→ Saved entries
● ● ●
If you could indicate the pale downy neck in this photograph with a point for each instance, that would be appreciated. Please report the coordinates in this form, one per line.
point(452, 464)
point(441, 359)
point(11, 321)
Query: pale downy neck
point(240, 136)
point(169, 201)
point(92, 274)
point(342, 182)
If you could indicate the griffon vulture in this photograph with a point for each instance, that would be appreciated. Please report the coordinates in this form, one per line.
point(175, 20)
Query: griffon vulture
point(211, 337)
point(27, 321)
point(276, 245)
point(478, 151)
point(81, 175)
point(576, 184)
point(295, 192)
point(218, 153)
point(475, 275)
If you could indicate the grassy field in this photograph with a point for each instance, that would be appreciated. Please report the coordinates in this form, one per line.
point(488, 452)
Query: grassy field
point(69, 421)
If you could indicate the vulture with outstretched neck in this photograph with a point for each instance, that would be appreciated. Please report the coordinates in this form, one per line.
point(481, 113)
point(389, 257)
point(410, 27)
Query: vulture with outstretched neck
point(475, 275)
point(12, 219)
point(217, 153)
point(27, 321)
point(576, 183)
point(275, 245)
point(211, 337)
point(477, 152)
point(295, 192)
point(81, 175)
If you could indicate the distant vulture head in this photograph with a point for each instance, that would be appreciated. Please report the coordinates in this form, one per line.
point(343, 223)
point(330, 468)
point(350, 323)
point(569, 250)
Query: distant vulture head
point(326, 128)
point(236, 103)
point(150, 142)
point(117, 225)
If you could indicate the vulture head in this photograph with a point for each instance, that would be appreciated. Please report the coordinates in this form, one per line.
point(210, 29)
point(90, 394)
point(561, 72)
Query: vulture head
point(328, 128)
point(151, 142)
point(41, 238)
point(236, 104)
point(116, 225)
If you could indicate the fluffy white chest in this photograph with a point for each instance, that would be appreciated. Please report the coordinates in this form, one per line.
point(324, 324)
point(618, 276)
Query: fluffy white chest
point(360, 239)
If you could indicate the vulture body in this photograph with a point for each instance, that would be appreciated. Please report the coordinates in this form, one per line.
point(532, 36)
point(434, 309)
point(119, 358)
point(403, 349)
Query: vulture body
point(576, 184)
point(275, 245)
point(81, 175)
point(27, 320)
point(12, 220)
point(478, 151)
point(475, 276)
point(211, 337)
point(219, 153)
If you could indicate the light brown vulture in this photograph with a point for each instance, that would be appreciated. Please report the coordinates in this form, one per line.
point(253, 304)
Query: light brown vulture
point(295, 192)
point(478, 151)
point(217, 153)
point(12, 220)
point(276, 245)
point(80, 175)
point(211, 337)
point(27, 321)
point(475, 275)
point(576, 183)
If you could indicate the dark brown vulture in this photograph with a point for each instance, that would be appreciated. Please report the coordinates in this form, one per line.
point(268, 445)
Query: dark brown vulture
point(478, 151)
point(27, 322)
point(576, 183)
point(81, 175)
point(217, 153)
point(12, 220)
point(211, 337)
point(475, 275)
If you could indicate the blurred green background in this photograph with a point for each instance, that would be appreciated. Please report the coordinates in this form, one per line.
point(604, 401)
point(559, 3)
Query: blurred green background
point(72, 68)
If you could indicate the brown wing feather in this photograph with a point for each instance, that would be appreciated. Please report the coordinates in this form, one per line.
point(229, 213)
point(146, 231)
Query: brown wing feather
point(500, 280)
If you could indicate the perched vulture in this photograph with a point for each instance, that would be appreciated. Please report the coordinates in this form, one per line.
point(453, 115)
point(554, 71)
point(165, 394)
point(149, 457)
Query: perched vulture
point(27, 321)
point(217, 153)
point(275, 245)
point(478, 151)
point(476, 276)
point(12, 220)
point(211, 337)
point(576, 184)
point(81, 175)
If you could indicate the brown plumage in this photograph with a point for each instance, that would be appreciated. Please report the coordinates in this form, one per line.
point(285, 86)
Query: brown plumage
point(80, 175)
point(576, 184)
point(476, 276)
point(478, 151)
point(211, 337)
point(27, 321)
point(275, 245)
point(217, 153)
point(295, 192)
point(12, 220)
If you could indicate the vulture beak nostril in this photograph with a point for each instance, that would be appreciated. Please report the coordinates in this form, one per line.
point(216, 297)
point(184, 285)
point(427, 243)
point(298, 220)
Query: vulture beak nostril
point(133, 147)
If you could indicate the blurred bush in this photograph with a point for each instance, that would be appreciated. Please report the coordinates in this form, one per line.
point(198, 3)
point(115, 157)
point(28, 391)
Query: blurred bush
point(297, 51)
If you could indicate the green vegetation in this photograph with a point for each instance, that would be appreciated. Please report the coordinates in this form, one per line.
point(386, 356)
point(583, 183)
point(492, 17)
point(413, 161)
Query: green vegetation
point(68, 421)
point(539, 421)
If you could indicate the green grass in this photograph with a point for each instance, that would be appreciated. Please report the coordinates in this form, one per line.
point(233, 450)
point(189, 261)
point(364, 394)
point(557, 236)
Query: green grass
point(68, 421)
● ● ●
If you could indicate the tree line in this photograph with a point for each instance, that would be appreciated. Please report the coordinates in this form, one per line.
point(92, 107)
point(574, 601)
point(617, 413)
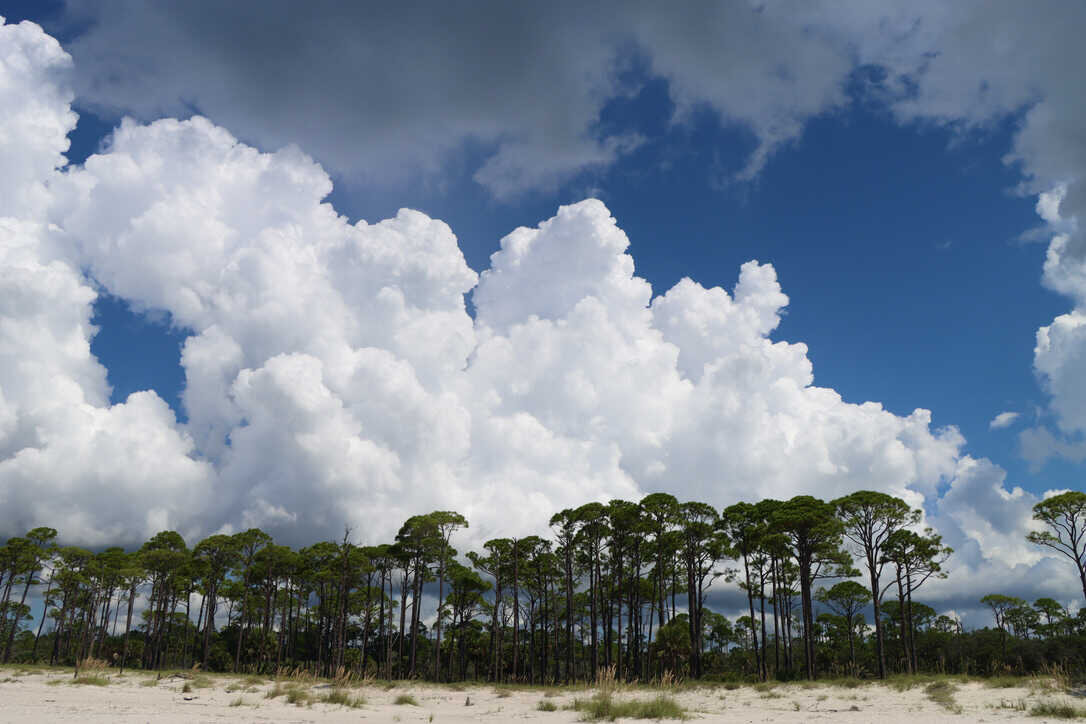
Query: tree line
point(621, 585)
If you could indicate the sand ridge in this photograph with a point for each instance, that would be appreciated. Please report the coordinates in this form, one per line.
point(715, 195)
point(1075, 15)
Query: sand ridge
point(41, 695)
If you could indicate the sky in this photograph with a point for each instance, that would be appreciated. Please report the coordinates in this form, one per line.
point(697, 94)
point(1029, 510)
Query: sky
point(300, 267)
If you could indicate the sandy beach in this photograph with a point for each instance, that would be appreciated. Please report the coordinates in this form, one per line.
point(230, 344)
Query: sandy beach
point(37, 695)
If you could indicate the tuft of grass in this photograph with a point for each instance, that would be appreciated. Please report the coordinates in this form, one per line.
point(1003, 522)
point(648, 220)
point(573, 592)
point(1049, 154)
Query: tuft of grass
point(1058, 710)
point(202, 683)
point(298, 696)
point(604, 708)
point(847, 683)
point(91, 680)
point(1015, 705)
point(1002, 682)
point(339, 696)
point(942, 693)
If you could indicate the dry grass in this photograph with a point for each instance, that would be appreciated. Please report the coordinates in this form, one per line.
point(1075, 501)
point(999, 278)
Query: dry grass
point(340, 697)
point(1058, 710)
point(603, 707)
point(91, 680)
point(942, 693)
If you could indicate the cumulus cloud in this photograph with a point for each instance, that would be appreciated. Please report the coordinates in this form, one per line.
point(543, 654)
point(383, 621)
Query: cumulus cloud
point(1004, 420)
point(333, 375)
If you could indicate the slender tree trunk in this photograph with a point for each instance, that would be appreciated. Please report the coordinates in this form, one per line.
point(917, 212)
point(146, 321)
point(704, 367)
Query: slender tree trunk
● ● ●
→ Aim of the exercise
Render the material above as a numbered list, omitting any blank lines. Begin at the line that contains "If you could indicate the sky" and stop after the line that contains "point(37, 695)".

→ Exercise result
1. If you could indicate the sky in this photograph with a point for each instance, that would be appreciated. Please report the coordinates in this form, one per line.
2. point(697, 94)
3. point(1029, 510)
4. Query: sky
5. point(300, 267)
6. If you could indicate the sandy beach in this photograph with a point for each instance, that would be appreciated. Please report the coordinates in this form, one per line.
7. point(230, 344)
8. Query: sandy beach
9. point(37, 695)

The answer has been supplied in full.